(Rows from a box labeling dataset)

»»

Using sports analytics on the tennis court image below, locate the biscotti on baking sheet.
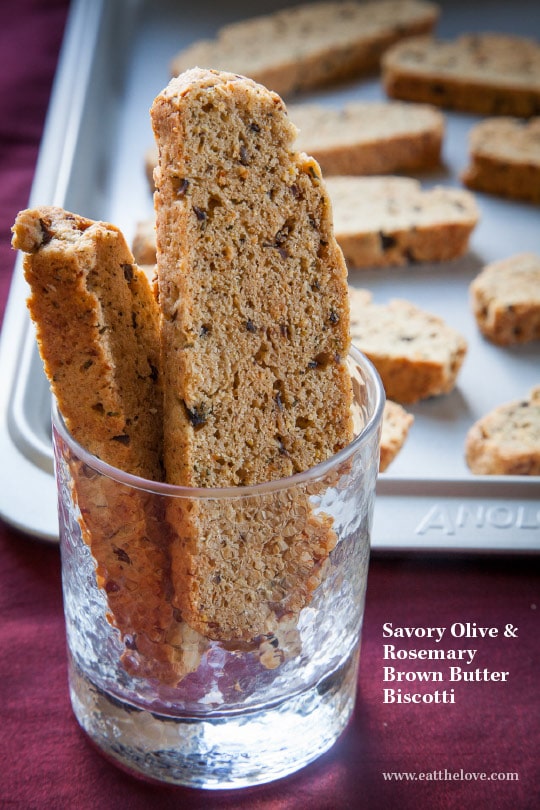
[132,175,479,267]
[288,101,444,177]
[326,176,479,267]
[469,253,540,346]
[151,69,352,639]
[350,288,467,404]
[462,116,540,203]
[465,386,540,475]
[13,207,162,480]
[171,0,439,96]
[144,101,444,190]
[382,32,540,118]
[379,399,414,472]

««

--- Task details ---
Can you change "baking sheet" to "cooling rack" in the entries above and write them out again with nothing else altered, leaving out the pictures?

--- Reply ---
Using sports analytics on the tennis court image below, locate the biscotti on cooling rack.
[132,175,479,267]
[288,101,444,177]
[326,176,479,267]
[469,253,540,346]
[151,69,352,639]
[350,288,467,404]
[462,116,540,203]
[465,386,540,475]
[13,207,162,480]
[171,0,439,96]
[144,101,444,190]
[382,32,540,118]
[379,399,414,472]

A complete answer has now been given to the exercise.